_The request_
Filter the listing below and copy each line that contains the string "pole". Only matches with the same uppercase and lowercase letters count.

- - -

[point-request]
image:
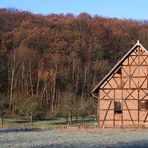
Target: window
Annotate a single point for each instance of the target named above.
(143, 105)
(117, 107)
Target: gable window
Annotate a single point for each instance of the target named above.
(143, 105)
(117, 107)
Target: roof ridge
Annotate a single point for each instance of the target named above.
(116, 66)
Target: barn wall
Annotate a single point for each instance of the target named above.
(128, 84)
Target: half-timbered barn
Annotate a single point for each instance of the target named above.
(123, 93)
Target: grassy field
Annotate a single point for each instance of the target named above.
(51, 133)
(17, 122)
(74, 138)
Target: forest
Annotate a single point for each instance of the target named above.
(50, 63)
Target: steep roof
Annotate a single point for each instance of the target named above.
(117, 65)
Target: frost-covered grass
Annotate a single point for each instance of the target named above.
(17, 122)
(77, 138)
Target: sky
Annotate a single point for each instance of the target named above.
(122, 9)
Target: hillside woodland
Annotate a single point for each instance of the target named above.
(49, 64)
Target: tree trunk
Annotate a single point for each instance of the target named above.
(54, 88)
(84, 82)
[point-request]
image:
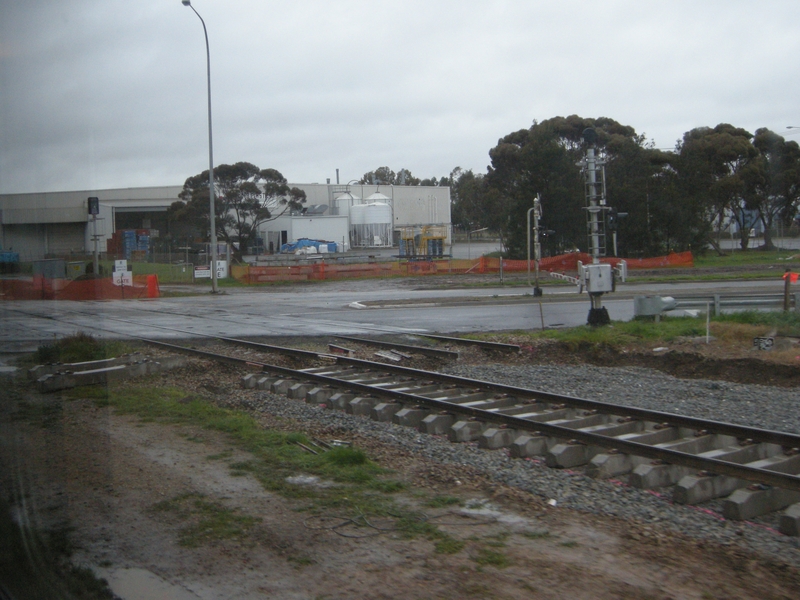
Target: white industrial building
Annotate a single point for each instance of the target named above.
(38, 225)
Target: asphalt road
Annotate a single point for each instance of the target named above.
(346, 308)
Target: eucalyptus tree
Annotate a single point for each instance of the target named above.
(772, 181)
(246, 197)
(712, 167)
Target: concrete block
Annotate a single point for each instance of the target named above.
(496, 437)
(339, 400)
(172, 362)
(438, 424)
(565, 456)
(265, 383)
(299, 390)
(362, 405)
(465, 431)
(605, 466)
(410, 417)
(384, 411)
(61, 381)
(318, 395)
(654, 475)
(92, 365)
(694, 489)
(152, 367)
(249, 381)
(746, 504)
(529, 445)
(790, 521)
(126, 372)
(281, 386)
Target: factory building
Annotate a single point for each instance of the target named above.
(39, 225)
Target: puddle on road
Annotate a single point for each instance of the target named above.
(141, 584)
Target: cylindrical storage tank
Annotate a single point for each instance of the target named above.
(371, 224)
(343, 202)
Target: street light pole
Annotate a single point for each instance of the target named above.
(536, 209)
(469, 243)
(212, 212)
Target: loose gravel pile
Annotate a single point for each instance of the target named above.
(655, 515)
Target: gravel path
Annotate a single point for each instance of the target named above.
(774, 408)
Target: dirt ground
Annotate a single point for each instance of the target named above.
(107, 475)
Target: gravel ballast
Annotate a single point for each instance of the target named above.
(762, 406)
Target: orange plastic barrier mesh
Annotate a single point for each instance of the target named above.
(39, 288)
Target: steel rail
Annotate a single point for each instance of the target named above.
(483, 344)
(435, 352)
(787, 440)
(675, 457)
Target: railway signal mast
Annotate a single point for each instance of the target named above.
(597, 278)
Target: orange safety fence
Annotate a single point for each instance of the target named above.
(40, 288)
(327, 271)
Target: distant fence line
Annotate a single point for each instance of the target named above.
(332, 270)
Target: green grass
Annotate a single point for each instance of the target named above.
(494, 558)
(79, 347)
(353, 484)
(442, 501)
(737, 258)
(643, 330)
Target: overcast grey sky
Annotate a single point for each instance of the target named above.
(111, 93)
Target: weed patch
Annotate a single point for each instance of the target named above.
(205, 522)
(486, 556)
(80, 347)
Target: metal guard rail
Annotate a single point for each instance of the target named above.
(719, 301)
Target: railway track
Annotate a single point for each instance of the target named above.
(751, 471)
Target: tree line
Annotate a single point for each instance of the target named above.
(675, 200)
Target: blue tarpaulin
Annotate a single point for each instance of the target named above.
(306, 243)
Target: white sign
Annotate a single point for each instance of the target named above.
(122, 278)
(202, 271)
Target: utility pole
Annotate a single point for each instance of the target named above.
(597, 277)
(94, 209)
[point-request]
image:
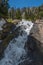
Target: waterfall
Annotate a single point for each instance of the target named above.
(15, 52)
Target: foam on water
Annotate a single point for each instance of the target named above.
(15, 49)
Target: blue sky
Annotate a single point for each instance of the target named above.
(25, 3)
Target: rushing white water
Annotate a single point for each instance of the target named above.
(2, 22)
(15, 49)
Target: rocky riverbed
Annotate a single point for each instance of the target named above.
(33, 46)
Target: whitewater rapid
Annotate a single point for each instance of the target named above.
(15, 52)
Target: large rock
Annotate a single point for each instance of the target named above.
(37, 33)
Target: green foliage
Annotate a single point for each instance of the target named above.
(18, 14)
(4, 8)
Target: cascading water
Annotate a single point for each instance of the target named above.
(15, 52)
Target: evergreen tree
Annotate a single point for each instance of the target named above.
(4, 8)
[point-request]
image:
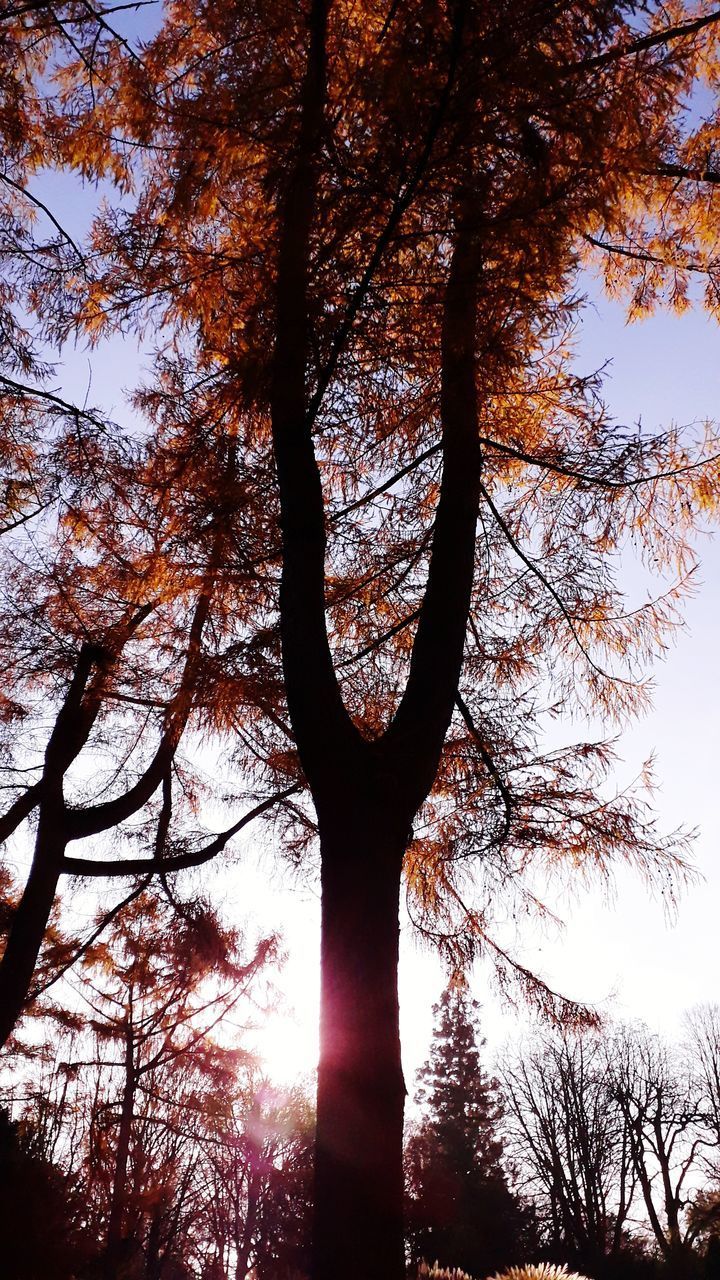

- - -

_Answer to the exercise_
Target: street light pole
Target: utility pole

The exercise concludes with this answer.